**Exercise objective**:
Where a record contains a picture, omit the picture and repeat the rest exactly.
== Supplied records ==
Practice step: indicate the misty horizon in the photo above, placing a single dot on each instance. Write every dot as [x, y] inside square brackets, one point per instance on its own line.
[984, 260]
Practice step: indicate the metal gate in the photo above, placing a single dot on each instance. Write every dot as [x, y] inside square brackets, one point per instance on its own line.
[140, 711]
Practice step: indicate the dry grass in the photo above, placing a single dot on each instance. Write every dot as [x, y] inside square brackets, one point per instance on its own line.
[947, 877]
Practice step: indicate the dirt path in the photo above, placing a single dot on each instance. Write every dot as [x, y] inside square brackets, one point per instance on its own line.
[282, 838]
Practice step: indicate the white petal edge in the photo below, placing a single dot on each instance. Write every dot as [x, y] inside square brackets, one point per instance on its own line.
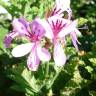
===
**Answer to the problem**:
Practice step: indicate the misty horizon in the photo above, placing a single dot on each instance. Write every dot as [x, y] inside square brackets, one point per instance on its own line.
[984, 260]
Practice step: indicate the metal gate in the photo above, placing a single dot on each instance. Write every dot as [x, y] inside square brackets, one point per instance on its own line.
[140, 711]
Practice step: indicate the dry grass in the photo above, placing a single dot on each instance. Write every dot as [x, y] inside square brackets, one point per instance on its own line.
[947, 877]
Practice step: indicate the dirt path in the photo above, placing a single dot on each instance. Write every dot as [x, y] inside square brackets, one point per instance on its own line.
[282, 838]
Practice step: indicate the white petal edge in the photo below, placing a single dot on each instance. Write every dot as [x, y] inside square brackets, one point per instance on its own line.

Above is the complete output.